§ **Excerpted passage**:
===============

How to Break a Boy by Laurie Devore // This Took Me Out of My Reading Slump!

Wednesday, 18 January 2017 4 comments
How to Break a Boy, by Laurie Devore
Publication: January 31, 2017, by Imprint
Genre: Young Adult Fiction, Contemporary, Romance
Pages: 352
Format: ARC
Source: Publisher

Keep your enemies close, but your friends closer.
Olivia Clayton has mastered the art of tearing others down to stay on top. She and her best friend, Adrienne, rule their small southern town like all good mean girls do--through intimidation and manipulation.
After Olivia suffers a family tragedy and catches Adrienne sleeping with her boyfriend, Olivia is over it. She decides to make a change--but it's impossible to resist taking Adrienne down one last time. Up to her old tricks, Olivia convinces golden boy Whit DuRant to be her SAT tutor and her fake boyfriend. But when it starts to feel real, Whit gets caught up in Olivia and Adrienne's war.
Olivia may ruin everything she touches, but this time she won't go down without a fight--not if it means losing Whit.

===============

§ **Extracted data**:
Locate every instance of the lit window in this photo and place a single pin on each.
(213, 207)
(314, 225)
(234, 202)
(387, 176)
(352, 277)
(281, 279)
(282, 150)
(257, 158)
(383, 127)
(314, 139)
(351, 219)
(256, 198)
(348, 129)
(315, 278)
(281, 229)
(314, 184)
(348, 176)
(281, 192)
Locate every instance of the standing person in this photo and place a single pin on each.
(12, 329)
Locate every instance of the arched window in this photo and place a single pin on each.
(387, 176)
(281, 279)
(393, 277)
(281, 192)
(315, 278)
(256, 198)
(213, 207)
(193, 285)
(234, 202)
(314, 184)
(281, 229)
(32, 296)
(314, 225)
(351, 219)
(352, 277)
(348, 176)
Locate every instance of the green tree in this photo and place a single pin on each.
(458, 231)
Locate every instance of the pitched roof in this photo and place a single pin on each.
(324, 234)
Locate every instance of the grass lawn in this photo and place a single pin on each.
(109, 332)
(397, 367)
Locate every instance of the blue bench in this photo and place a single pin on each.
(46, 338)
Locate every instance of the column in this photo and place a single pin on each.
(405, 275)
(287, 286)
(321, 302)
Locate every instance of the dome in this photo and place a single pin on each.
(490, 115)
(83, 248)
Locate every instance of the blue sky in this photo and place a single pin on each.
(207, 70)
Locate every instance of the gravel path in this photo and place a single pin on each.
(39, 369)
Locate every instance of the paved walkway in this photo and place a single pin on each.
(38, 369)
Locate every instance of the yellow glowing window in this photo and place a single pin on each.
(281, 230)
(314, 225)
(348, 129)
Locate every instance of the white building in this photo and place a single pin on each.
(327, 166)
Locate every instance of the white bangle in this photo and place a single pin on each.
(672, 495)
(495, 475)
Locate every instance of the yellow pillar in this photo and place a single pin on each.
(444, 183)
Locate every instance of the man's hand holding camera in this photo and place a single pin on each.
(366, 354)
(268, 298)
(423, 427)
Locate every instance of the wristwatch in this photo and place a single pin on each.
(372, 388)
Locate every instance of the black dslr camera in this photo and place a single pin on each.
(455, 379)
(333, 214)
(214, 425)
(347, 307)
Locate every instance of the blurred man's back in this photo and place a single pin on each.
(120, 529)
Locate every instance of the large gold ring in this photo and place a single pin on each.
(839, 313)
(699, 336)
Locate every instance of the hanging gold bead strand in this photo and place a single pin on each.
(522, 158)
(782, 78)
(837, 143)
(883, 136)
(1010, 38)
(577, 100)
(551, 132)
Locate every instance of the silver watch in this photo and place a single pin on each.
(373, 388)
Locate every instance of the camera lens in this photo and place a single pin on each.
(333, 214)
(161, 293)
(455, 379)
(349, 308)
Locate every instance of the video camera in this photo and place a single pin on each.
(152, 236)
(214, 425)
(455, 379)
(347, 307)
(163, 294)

===============

§ **Tasks to carry out**:
[1] List the genres given for the book in the How to Break a Boy post.
[2] In the How to Break a Boy post, whom does Olivia convince to be her SAT tutor and fake boyfriend?
[3] Write a continuation of the How to Break a Boy post, starting right after its final sentence.
The rows have no role here.

§ **Responses**:
[1] Young Adult Fiction, Contemporary, Romance

[2] Whit DuRant

[3]
And definitely not if it means losing what's left of herself.

My Thoughts:

How to Break a Boy literally is something else. When I first saw the cover, I freaked out because it looks so retro and cute and chick-lit-y and amazing… you could say I went out of control. For the third book I read this year, this was a hit and extremely enjoyable. To all of the girls who feel that they need to get a little bit of revenge in their lives… this is for you. After reading Olivia’s story, I feel that I might just want to get a little revenge on my own in order to find a guy like Whit. *winks* Laurie Devore is the debut author YOU ALL HAVE TO LOOK OUT FOR. I feel that I will be enjoying every single book she writes from here onward. How to Break a Boy has a harsh title, yes, making you feel that this book will be all about drama and deception (which, yeah, it kind of was) but it also was about learning lessons in life and just coming of age. I can totally relate to it because Olivia was in the time of her life where she did not know who she was or what she wanted to do. Thanks to her lovely guidance counsellor who she constantly made fun of and Whit, every girl’s dream golden boy, throughout the duration of the book, we saw and sensed that Olivia was becoming the person she wanted to be. 

"It's always going to be like this, me and you against the world" (191).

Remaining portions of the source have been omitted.